# Can't get my 55 to cycle



## madasnave (Mar 18, 2010)

Let's start from the beginning.

I am not necessarily new to the hobby. I have a 55 gallon tank that I received as a grad gift 2 yrs ago, first time with a big tank. Got a wet/dry filter. set it all up. no problem. had mollies in within a week and got it cycling very fast. Tank was running very well for 6 months solid. I had discus and tetras in it and it was planted. Ran out of funds and started college so I had to shut it down. 

Now I am starting the tank back up with a fluval 700 canister filter. I had it running for 2 weeks with ammonia at 4 ppm solid. no budge in ammonia dropping, nitrites rising, or nitrates in any way. stuck some feeder gold fish in to try and start something and they all died in about 3 days.

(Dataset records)

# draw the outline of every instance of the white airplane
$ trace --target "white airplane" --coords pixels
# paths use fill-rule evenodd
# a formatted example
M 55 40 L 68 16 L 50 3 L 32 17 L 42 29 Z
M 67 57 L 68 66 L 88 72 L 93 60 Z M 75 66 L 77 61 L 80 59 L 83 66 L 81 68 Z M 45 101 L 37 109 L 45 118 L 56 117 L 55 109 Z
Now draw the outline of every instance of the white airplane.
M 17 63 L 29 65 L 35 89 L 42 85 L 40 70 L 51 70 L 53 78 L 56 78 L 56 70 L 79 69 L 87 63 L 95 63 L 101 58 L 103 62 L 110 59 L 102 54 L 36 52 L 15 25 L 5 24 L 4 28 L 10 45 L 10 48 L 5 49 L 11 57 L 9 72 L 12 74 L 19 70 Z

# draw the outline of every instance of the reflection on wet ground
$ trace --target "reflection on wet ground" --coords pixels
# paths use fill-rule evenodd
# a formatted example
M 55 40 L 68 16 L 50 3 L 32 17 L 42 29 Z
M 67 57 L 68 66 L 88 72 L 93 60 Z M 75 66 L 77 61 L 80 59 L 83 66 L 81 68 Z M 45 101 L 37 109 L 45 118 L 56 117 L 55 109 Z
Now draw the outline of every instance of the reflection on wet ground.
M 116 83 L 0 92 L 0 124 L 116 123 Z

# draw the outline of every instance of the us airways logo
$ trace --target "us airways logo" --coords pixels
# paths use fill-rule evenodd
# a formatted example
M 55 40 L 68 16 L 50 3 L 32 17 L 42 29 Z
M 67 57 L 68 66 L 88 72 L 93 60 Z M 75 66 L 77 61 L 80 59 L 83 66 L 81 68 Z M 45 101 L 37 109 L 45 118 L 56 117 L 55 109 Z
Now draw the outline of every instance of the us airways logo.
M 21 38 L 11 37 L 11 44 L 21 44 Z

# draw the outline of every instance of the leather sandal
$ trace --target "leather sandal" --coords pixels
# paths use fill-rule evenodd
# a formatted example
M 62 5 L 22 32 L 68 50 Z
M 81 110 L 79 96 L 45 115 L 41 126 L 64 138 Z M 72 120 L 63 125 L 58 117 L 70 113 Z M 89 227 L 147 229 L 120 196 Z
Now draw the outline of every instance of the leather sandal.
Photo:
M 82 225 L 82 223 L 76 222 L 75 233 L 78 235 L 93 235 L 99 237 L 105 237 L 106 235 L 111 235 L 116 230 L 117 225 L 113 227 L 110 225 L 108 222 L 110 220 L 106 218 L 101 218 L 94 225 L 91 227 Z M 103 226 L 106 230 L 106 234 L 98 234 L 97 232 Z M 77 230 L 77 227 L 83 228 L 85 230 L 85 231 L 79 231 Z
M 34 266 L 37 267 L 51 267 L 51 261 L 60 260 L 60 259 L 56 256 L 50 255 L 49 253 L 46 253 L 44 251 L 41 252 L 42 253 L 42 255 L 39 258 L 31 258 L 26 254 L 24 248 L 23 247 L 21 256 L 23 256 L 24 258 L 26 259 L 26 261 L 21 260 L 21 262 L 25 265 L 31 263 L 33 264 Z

What to work on:
Condense the paragraph that begins "Now I am starting the tank back up" in the aquarium forum post above into a short bulleted list that keeps its main facts.

Response to this task:
- The tank is being restarted with a Fluval 700 canister filter.
- It ran for 2 weeks with ammonia holding at 4 ppm.
- Ammonia didn't drop, and neither nitrites nor nitrates rose.
- Feeder goldfish were added to get the cycle started, and all of them died in about 3 days.